* EXERCISE PASSAGE

Question

if two adjacent vertices of a parallelogram are (-1,0) (3,5) and the diagonals cut at (2,4) , find the vertices of a parallelogram​

Answer 1

Answer:

C = (5 , 8)

D = (1 , 3)

Step-by-step explanation:

Given,

A = (-1 , 0)

B = (3 , 5)

Diagonals intersect at(O) =  (2 , 4)

Let , the parallelogram be ABCD

To Find :-

Co-ordinates of Vertices of parallelogram(C , D)

How To Do :-

As they said the intersecting point of diagonals(O) , In a parallelogram intersecting point of both diagonals is the mid - point of diagonals AC , BD.

So, y using the Mid-point formula We need to find the value of remaining vertices C , D.

Formula Required :-

Mid - point formula :-

$(x,y)=\left(\dfrac{x_1+x_2}{2},\dfrac{y_1+y_2}{2}\right)$

Solution :-

∴ 'O' is the Mid-point of both AC , BD

Taking For AC :-

O = (2 , 4)

x = 2 , y = 4

A = (-1 , 0)

x_1 = -1 , y_1 = 0

Let, C = (x_2 , y_2)

* WHAT YOU WILL DO
a. In the parallelogram thread, at what point do the diagonals intersect?
b. Reproduce the stretch of the parallelogram thread from "As they said" through "diagonals AC , BD.".

* INFORMATION
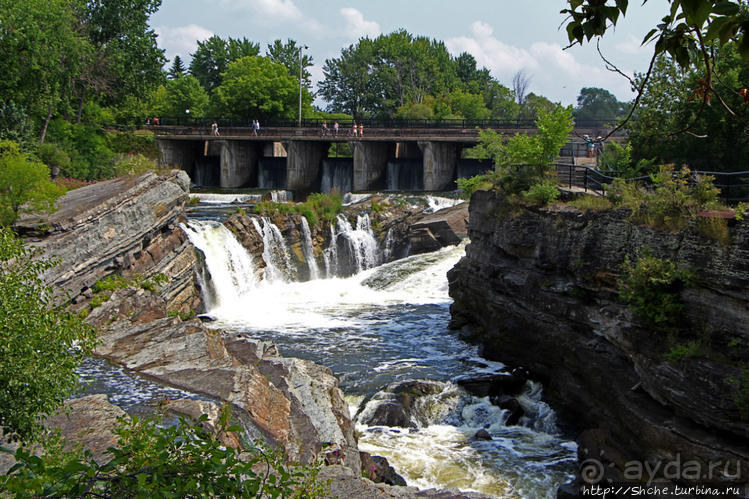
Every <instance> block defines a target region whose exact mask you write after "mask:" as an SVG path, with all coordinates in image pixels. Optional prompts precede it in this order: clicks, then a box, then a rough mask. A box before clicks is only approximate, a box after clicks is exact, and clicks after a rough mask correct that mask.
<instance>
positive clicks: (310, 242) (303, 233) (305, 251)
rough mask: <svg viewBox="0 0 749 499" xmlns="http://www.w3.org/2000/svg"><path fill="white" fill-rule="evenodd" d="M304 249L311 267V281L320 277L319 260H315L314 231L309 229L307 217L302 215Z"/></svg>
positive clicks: (302, 231) (308, 225)
mask: <svg viewBox="0 0 749 499" xmlns="http://www.w3.org/2000/svg"><path fill="white" fill-rule="evenodd" d="M302 251H303V252H304V259H305V260H307V266H308V267H309V278H310V281H313V280H315V279H318V278H319V277H320V270H319V269H318V268H317V262H316V261H315V247H314V246H313V245H312V233H311V232H310V230H309V224H308V223H307V218H306V217H302Z"/></svg>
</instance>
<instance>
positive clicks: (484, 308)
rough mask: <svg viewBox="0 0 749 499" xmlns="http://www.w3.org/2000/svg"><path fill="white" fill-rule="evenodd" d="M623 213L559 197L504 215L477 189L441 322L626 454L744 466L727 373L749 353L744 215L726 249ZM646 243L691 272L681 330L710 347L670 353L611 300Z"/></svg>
mask: <svg viewBox="0 0 749 499" xmlns="http://www.w3.org/2000/svg"><path fill="white" fill-rule="evenodd" d="M629 217H630V213H629V211H628V210H621V209H619V210H609V211H597V212H594V211H590V212H586V213H583V212H581V211H579V210H577V209H575V208H572V207H569V206H560V207H557V206H551V207H546V208H534V207H516V209H515V211H513V213H512V215H511V216H510V215H509V214H508V206H507V205H506V201H505V200H504V199H503V198H502V197H501V196H499V195H497V194H494V193H491V192H483V191H482V192H477V193H475V194H474V195H473V197H472V199H471V204H470V225H469V237H470V240H471V244H470V245H468V247H467V249H466V257H465V258H463V259H462V260H461V261H460V262H459V263H458V264H457V265H456V267H455V268H453V269H452V270H451V271H450V272H449V273H448V280H449V287H450V296H451V297H452V298H453V300H454V303H453V305H452V306H451V314H452V319H453V320H452V325H453V327H455V328H458V329H460V331H461V336H463V337H464V338H465V339H467V340H469V341H471V342H475V343H478V344H479V345H481V348H482V352H483V355H484V356H486V357H487V358H489V359H491V360H497V361H500V362H502V363H504V364H505V365H510V366H513V365H515V366H517V365H523V366H526V367H527V368H528V369H529V371H530V372H531V373H532V376H533V378H534V379H538V380H539V381H541V382H542V383H543V384H544V396H545V398H546V400H548V401H549V403H550V405H551V406H552V407H553V408H554V409H556V410H557V411H558V413H559V414H560V416H561V419H562V420H563V422H565V423H566V424H568V425H569V426H570V430H571V431H574V432H575V433H576V434H581V433H582V432H583V431H584V430H586V429H591V428H600V429H602V430H604V431H606V432H607V434H608V435H609V437H608V442H609V445H608V447H609V448H614V447H617V448H621V451H620V452H621V453H622V455H623V456H625V457H626V458H628V459H631V460H638V461H643V462H644V461H657V460H660V459H662V457H663V456H672V455H674V454H675V453H677V452H679V453H680V456H681V459H682V461H684V460H688V459H695V460H697V461H699V462H708V461H725V459H726V457H727V456H731V459H732V460H735V462H738V463H740V464H741V466H742V467H744V466H747V467H749V444H748V443H747V442H748V441H749V423H748V422H747V421H744V420H742V419H741V417H740V412H739V407H738V406H737V403H736V400H738V399H737V387H736V385H735V384H732V383H731V382H730V381H729V380H731V379H734V380H736V379H740V377H741V371H740V369H739V368H738V367H737V366H738V365H739V364H740V363H741V362H742V361H743V360H742V359H746V358H747V356H749V271H747V269H749V266H747V262H749V222H747V221H737V222H735V223H732V224H729V232H730V236H731V244H730V245H728V246H724V245H722V244H721V243H720V242H718V241H713V240H710V239H707V238H706V237H705V236H704V235H702V234H701V233H700V232H699V231H698V230H697V228H696V227H695V226H693V225H692V223H691V222H690V225H688V226H687V227H686V228H685V229H683V230H682V231H680V232H677V233H670V232H665V231H661V230H656V229H654V228H651V227H647V226H643V225H637V224H634V223H632V222H631V221H630V218H629ZM645 247H648V248H650V249H651V251H652V252H653V254H655V255H656V256H658V257H659V258H667V259H669V260H671V261H673V262H675V263H676V264H677V265H679V266H681V267H686V268H689V269H693V270H695V271H696V278H695V279H694V282H693V283H692V284H691V285H690V286H689V287H688V288H687V289H685V290H684V291H683V292H682V293H681V297H680V298H681V300H682V301H683V303H684V308H683V313H682V317H681V319H682V320H683V321H684V323H685V324H687V325H688V327H686V328H683V329H682V330H681V331H680V332H679V339H678V341H679V342H681V343H684V344H686V342H688V341H692V340H694V341H698V342H700V344H701V345H703V348H704V349H707V350H712V353H710V352H707V354H706V355H698V356H696V357H685V358H683V359H681V360H679V361H678V362H672V361H668V360H667V359H666V357H665V354H666V353H668V351H669V349H670V348H671V346H672V345H670V344H669V341H668V338H667V335H666V334H664V333H663V331H661V330H658V328H654V327H653V326H652V324H649V323H648V322H647V321H646V320H643V319H641V318H639V317H637V316H635V315H633V313H632V312H631V311H630V310H629V309H628V308H627V307H626V305H625V304H624V303H622V302H621V301H620V299H619V296H618V292H617V280H618V278H619V273H620V269H621V268H622V264H623V262H624V261H625V259H626V258H629V259H630V261H633V260H634V259H636V257H637V256H638V255H639V254H640V252H641V250H642V248H645ZM700 335H702V336H700ZM705 340H707V341H705ZM634 387H637V389H636V390H635V389H633V388H634Z"/></svg>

* TASK RESULTS
a. (2, 4)

b.
As they said the intersecting point of diagonals(O) , In a parallelogram intersecting point of both diagonals is the mid - point of diagonals AC , BD.